▶ _TASK STATEMENT_
Give again exactly the lines that stretch from the one with "find green leafy" to the end of the data below, including both of those lines and nothing else.

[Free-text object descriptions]
========================================
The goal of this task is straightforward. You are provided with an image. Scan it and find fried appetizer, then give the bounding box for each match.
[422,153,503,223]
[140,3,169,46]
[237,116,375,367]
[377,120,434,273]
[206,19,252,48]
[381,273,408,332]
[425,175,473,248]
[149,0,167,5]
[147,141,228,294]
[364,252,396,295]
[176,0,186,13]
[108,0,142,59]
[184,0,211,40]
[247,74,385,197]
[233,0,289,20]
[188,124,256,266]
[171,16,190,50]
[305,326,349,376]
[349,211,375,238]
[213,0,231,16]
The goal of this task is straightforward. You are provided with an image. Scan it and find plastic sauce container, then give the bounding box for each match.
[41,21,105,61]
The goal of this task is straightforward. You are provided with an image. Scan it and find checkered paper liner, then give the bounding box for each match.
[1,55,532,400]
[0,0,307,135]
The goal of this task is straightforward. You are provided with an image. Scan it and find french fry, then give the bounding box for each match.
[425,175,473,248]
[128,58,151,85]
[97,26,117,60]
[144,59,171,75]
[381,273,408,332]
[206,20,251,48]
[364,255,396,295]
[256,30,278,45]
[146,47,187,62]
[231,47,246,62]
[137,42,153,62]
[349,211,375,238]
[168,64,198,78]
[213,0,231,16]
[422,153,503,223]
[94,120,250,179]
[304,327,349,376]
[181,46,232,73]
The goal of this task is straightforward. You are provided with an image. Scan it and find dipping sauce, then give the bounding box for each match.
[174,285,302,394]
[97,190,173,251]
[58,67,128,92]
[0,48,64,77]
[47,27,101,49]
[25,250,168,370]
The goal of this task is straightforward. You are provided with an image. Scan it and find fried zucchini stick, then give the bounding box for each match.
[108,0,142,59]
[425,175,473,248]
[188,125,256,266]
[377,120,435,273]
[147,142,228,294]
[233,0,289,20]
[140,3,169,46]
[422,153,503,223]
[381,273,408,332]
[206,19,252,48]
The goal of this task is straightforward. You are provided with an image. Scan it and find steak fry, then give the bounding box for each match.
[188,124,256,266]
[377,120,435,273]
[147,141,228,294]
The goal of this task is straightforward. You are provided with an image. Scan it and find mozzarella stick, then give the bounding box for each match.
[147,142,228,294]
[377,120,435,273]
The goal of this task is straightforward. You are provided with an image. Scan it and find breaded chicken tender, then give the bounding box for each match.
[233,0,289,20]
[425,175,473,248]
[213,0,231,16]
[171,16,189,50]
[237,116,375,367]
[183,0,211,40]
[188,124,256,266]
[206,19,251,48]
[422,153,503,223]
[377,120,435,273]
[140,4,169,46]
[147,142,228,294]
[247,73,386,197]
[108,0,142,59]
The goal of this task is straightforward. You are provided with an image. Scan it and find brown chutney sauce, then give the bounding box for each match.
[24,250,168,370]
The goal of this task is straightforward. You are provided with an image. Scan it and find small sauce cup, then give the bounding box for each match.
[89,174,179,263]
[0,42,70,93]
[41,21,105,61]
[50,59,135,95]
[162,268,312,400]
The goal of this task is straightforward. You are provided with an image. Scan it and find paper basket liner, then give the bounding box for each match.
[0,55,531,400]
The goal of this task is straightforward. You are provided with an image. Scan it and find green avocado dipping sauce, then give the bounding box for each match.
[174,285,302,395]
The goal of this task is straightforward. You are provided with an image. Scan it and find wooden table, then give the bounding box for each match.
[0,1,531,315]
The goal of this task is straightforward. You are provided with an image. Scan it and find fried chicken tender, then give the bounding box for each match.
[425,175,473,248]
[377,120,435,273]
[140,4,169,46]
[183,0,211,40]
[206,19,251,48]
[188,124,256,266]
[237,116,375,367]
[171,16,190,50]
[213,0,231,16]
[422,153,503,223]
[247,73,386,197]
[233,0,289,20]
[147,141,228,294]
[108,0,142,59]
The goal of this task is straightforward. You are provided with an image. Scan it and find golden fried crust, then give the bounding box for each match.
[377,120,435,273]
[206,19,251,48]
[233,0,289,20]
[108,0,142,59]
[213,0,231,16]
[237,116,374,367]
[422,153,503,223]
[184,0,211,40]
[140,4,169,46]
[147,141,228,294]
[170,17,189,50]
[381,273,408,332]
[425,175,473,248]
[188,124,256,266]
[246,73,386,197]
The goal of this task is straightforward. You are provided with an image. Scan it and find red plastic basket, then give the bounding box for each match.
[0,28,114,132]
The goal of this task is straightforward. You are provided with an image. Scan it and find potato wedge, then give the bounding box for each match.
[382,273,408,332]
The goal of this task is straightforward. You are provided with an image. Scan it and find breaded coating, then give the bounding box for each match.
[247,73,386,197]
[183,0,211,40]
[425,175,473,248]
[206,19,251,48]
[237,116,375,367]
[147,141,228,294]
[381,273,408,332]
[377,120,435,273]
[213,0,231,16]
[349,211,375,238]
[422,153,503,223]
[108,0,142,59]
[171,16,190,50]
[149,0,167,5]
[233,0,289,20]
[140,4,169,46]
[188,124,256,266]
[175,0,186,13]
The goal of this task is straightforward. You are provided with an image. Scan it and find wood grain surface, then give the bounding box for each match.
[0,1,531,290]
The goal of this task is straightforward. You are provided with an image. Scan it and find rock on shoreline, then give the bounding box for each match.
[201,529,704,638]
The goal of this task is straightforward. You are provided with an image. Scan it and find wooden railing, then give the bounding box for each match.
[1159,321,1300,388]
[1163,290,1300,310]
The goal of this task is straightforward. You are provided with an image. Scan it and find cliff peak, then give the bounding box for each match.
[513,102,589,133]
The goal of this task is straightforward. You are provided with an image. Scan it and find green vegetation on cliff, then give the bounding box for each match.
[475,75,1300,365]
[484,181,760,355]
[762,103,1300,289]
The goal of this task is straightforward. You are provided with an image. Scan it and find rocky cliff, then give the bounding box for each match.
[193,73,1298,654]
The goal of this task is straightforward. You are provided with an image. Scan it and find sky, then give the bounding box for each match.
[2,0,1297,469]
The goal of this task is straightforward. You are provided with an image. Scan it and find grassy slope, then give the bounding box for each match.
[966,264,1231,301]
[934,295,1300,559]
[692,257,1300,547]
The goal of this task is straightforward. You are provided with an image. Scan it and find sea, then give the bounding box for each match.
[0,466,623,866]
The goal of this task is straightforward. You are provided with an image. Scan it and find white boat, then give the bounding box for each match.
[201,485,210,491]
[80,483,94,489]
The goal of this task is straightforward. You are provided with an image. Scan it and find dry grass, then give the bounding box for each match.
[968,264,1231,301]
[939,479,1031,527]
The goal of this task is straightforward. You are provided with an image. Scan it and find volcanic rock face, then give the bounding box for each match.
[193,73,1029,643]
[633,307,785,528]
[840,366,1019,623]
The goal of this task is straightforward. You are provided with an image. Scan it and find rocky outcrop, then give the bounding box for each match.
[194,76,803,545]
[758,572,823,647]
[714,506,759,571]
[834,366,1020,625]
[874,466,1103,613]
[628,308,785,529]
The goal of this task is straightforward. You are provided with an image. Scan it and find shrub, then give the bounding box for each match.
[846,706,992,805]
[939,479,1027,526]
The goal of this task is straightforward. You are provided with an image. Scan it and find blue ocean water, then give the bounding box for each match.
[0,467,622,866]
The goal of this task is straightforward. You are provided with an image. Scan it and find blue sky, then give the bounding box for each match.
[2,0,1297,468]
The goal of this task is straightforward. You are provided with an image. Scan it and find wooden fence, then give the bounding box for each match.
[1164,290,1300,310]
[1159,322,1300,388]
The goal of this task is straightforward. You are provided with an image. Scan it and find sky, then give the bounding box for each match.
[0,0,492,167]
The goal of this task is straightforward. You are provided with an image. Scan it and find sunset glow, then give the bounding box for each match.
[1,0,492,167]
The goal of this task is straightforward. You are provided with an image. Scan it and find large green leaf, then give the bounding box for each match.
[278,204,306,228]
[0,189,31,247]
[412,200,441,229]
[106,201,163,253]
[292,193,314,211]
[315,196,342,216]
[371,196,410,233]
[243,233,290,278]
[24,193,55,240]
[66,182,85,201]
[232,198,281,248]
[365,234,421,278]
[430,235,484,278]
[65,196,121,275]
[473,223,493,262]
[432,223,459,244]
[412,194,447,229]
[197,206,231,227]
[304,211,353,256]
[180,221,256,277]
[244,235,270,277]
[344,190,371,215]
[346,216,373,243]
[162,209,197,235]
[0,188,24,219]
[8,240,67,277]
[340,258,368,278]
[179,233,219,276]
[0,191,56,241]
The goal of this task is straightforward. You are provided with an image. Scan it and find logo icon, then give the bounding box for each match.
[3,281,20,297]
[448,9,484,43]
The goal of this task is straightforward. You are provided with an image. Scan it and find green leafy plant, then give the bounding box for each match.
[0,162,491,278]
========================================
▶ _ANSWER FOR THE TASK_
The goal of this task is straightforward. You are provided with an image. Scan it and find green leafy plant, then give the bounding box for each match.
[0,162,491,278]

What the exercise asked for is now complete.